Point placement records
|---|
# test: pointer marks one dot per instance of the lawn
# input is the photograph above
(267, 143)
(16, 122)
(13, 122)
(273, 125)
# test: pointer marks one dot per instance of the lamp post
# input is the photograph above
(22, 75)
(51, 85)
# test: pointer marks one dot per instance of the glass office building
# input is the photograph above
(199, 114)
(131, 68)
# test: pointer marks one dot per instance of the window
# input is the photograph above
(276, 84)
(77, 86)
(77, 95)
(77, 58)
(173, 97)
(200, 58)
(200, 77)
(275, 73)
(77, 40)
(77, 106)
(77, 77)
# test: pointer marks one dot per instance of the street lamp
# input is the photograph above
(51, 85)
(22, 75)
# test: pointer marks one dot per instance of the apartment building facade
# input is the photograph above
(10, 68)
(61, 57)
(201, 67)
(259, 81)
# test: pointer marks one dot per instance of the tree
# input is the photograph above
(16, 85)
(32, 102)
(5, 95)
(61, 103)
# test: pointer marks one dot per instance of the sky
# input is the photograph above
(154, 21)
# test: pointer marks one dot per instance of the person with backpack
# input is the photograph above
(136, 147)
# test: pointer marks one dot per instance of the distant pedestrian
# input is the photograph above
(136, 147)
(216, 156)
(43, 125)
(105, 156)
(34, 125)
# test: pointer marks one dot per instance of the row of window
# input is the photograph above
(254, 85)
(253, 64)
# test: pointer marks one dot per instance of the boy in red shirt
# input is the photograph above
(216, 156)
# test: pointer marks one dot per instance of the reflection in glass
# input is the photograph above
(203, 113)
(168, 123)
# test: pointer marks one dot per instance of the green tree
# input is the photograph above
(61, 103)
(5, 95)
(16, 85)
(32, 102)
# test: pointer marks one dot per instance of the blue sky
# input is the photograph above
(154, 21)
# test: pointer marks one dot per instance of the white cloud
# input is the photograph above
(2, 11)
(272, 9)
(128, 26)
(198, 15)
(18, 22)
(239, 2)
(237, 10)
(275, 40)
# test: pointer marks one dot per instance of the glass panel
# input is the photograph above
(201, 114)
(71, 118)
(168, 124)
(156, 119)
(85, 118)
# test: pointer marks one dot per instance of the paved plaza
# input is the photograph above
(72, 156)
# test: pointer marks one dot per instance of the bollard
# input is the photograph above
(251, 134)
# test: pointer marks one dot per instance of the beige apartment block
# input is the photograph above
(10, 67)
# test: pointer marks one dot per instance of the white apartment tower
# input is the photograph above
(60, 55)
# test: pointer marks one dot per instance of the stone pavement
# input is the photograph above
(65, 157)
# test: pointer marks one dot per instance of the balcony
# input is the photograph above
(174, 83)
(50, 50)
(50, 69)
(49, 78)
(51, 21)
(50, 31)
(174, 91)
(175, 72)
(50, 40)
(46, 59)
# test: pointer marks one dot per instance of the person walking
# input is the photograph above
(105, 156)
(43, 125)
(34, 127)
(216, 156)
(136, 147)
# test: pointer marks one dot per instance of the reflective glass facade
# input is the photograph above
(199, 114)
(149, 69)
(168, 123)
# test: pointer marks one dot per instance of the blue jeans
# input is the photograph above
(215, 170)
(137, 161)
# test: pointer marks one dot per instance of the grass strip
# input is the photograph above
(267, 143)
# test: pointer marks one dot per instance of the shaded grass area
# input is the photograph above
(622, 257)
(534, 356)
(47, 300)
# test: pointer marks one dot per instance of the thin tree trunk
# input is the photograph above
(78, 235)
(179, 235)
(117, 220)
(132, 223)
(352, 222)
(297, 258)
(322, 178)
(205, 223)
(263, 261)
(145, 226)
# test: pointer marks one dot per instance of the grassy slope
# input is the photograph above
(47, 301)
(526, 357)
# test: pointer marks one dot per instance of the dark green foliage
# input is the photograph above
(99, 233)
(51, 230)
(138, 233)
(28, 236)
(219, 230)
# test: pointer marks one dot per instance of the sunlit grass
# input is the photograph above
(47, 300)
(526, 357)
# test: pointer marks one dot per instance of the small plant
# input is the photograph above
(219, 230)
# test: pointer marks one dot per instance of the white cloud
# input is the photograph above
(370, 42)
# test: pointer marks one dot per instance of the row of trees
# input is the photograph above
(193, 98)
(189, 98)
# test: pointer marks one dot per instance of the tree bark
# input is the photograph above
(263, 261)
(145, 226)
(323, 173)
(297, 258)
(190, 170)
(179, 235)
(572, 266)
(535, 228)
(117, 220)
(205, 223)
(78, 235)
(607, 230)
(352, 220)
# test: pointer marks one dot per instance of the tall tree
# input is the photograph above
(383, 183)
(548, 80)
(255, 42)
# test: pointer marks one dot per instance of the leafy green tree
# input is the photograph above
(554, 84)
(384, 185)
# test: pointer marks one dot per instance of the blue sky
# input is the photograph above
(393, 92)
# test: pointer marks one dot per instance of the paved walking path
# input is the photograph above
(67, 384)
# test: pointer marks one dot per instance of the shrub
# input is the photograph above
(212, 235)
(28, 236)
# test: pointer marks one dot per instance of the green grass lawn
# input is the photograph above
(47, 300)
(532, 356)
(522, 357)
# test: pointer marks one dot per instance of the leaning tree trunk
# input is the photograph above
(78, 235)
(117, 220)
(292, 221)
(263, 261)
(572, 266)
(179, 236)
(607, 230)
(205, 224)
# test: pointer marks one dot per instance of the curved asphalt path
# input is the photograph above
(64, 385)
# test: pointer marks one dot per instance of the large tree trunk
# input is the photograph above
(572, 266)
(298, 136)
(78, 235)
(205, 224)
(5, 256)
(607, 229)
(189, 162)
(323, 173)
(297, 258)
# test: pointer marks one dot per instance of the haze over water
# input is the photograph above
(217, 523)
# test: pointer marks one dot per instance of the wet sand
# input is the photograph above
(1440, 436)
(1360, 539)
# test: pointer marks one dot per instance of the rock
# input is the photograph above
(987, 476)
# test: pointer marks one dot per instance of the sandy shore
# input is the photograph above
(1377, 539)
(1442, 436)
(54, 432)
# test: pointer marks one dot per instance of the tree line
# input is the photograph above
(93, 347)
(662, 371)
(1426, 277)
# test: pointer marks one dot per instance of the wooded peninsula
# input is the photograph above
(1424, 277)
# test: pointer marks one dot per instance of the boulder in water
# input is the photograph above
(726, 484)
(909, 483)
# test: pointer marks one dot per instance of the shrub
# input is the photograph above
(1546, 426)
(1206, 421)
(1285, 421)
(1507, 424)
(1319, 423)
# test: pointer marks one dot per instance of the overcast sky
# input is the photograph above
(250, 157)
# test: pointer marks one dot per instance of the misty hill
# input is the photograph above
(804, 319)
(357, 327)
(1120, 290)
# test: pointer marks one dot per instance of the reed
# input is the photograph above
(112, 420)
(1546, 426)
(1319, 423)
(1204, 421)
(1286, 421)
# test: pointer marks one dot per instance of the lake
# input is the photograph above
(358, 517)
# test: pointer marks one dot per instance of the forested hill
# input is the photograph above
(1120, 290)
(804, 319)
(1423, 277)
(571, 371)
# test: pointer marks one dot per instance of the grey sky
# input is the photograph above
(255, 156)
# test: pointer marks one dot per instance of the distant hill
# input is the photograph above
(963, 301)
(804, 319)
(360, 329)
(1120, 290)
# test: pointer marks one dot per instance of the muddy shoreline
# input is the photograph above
|---|
## THE PROBLEM
Extract all of the data above without altering anything.

## REPLY TO THE EXERCISE
# test: pointer marks one dot per instance of the lawn
# input is the photograph above
(267, 143)
(16, 122)
(13, 122)
(273, 125)
# test: pointer marks one dot per instance of the lamp post
# input is the photograph above
(22, 75)
(51, 85)
# test: pointer marks one dot per instance of the glass office building
# input is the photograph above
(199, 114)
(131, 68)
# test: pointer marks one dot per instance of the window
# input is the photograph above
(276, 84)
(77, 86)
(77, 95)
(77, 58)
(173, 97)
(200, 58)
(200, 77)
(275, 73)
(77, 40)
(77, 106)
(77, 77)
# test: pointer marks one dot per instance of the street lamp
# input is the photograph above
(51, 85)
(22, 75)
# test: pointer marks one dot per instance of the apartment building facade
# input is the photograph above
(10, 68)
(61, 57)
(201, 67)
(259, 81)
# test: pointer marks one dot per instance of the tree
# input is the photograph above
(16, 85)
(32, 102)
(5, 95)
(61, 103)
# test: pointer marks one dot per instance of the sky
# input is the photograph above
(154, 21)
# test: pointer marks one dot per instance of the person with backpack
# input is the photograph above
(136, 147)
# test: pointer marks one dot per instance of the distant pedestrian
# input is the photograph above
(136, 147)
(216, 156)
(43, 125)
(105, 156)
(34, 125)
# test: pointer marks one dot per instance of the row of window
# input is the photograph above
(254, 85)
(253, 64)
# test: pointer marks one dot per instance of the boy in red shirt
# input is the photograph above
(216, 156)
# test: pointer marks one dot per instance of the reflection in glass
# input is the photograph above
(203, 113)
(168, 123)
# test: pointer marks one dot per instance of the green tree
# input is the photograph above
(61, 103)
(5, 95)
(16, 85)
(32, 102)
# test: pointer marks one dot per instance of the blue sky
# input is the photograph above
(154, 21)
# test: pointer marks one dot per instance of the white cloud
# input is the photograph above
(2, 11)
(272, 9)
(128, 26)
(198, 15)
(18, 22)
(239, 2)
(237, 10)
(275, 40)
# test: pointer marks one dot per instance of the glass panel
# input is the photograph above
(201, 114)
(71, 118)
(168, 124)
(156, 119)
(85, 118)
# test: pointer marks one dot per instance of the paved plaza
# input is the photograph above
(72, 156)
# test: pointer marks one dot per instance of the bollard
# input is the photograph above
(251, 134)
# test: pointer marks one dot per instance of the beige apartment block
# input is the photograph above
(10, 67)
# test: pointer marks one dot per instance of the white apartment tower
# input is the photograph above
(60, 55)
# test: pointer marks one dot per instance of the stone pavement
# input is the photograph above
(65, 157)
# test: pointer marks one dot per instance of the balcony
# input is the photograph above
(174, 83)
(50, 50)
(50, 69)
(49, 78)
(51, 21)
(50, 31)
(174, 91)
(175, 72)
(50, 40)
(46, 59)
# test: pointer marks one dot per instance of the person walking
# input is the photograph above
(105, 156)
(43, 125)
(34, 127)
(216, 156)
(136, 147)
# test: pointer marks one dot per instance of the reflective glass facade
# input is the photograph above
(199, 114)
(149, 69)
(168, 123)
# test: pointer marks one dot per instance of the blue jeans
# input is the photograph above
(215, 170)
(137, 161)
# test: pointer marks one dot per instance of the grass strip
# input is the photograph above
(267, 143)
# test: pointer marks one dot per instance of the shaded grass area
# input is the photograph above
(622, 257)
(534, 356)
(47, 300)
# test: pointer marks one dot per instance of the thin tree trunk
# input is the photograph above
(78, 235)
(179, 235)
(117, 220)
(132, 223)
(352, 222)
(297, 258)
(322, 178)
(205, 223)
(263, 261)
(145, 226)
# test: pointer marks one dot per instance of the grassy slope
# input is the photograph above
(47, 301)
(526, 357)
# test: pointer marks one dot per instance of the dark green foliage
# input is the photograph above
(99, 233)
(51, 230)
(138, 233)
(28, 236)
(219, 230)
# test: pointer marks one dot per instance of the sunlit grass
# input is the photograph above
(47, 300)
(526, 357)
# test: pointer marks one dot per instance of the small plant
# input is the photograph above
(219, 230)
# test: pointer marks one dot per instance of the white cloud
# input is the photograph above
(370, 42)
# test: pointer marks one dot per instance of the row of trees
# input is the photograph above
(193, 98)
(189, 98)
# test: pointer marks one dot per instance of the tree bark
# input is the photograph above
(263, 261)
(145, 226)
(323, 173)
(297, 258)
(190, 170)
(179, 235)
(572, 266)
(535, 228)
(117, 220)
(205, 223)
(78, 235)
(607, 230)
(352, 220)
# test: pointer marks one dot per instance of the tall tree
# input is the photograph above
(383, 183)
(548, 80)
(255, 42)
# test: pointer marks one dot per instance of the leafy green tree
# input is the photograph above
(554, 84)
(384, 185)
# test: pointer marks one dot per instance of the blue sky
# input is the photograph above
(393, 92)
# test: pointer marks one dot per instance of the paved walking path
# input is the photograph above
(67, 384)
# test: pointer marks one dot per instance of the shrub
# input is the photograph above
(212, 235)
(28, 236)
# test: pointer marks one dot per instance of the green grass lawn
# input is the photograph above
(47, 300)
(532, 356)
(522, 357)
# test: pointer marks one dot per instance of the leaning tree trunk
# input is the photograph above
(78, 235)
(117, 220)
(292, 221)
(263, 261)
(572, 266)
(179, 236)
(607, 230)
(205, 224)
# test: pointer marks one dot per instance of the curved asphalt path
# input is the photograph above
(64, 385)
# test: pointer marks one dot per instance of the large tree trunk
# input is the photograph above
(572, 266)
(298, 136)
(78, 235)
(205, 224)
(5, 256)
(607, 229)
(189, 162)
(323, 173)
(297, 258)
# test: pointer marks one dot per instance of the haze over water
# input is the photograph above
(217, 523)
# test: pointer marks one dot per instance of the wet sand
# input is the photograph above
(1440, 436)
(1360, 539)
# test: pointer marks one dot per instance of the rock
# input is the photograph above
(987, 476)
# test: pointer marks one dot per instance of the sandy shore
# input is the photograph above
(1377, 539)
(1442, 436)
(54, 432)
# test: pointer marks one dot per instance of the tree line
# input is the photograph above
(93, 347)
(662, 371)
(1426, 277)
# test: pointer marks one dot per instance of the wooded peninsula
# input is the photograph above
(1424, 277)
# test: pointer marks one dot per instance of the boulder in water
# input is the photograph above
(726, 484)
(909, 483)
# test: pointer marks one dot per instance of the shrub
# input is the photograph above
(1546, 426)
(1206, 421)
(1285, 421)
(1507, 424)
(1319, 423)
# test: pointer marks one dot per instance of the overcast sky
# input is the photograph above
(250, 157)
# test: pointer marks one dot per instance of the misty hill
# input is the photograph above
(804, 319)
(357, 327)
(1120, 290)
# test: pointer marks one dot per instance of the reed
# input is the photograph above
(112, 420)
(1546, 426)
(1319, 423)
(1204, 421)
(1286, 421)
# test: pointer marks one dot per instance of the lake
# input is the photograph above
(358, 517)
# test: pointer marks one dot per instance of the forested hill
# input is the photograph above
(1120, 290)
(804, 319)
(1423, 277)
(571, 371)
# test: pointer marks one dot per instance of the grey sky
# input is the photograph above
(255, 156)
# test: pointer marks one dot per instance of the distant hill
# input is the photograph above
(963, 301)
(804, 319)
(360, 329)
(1120, 290)
# test: pointer marks one dot per instance of the muddy shoreline
# input is the photograph above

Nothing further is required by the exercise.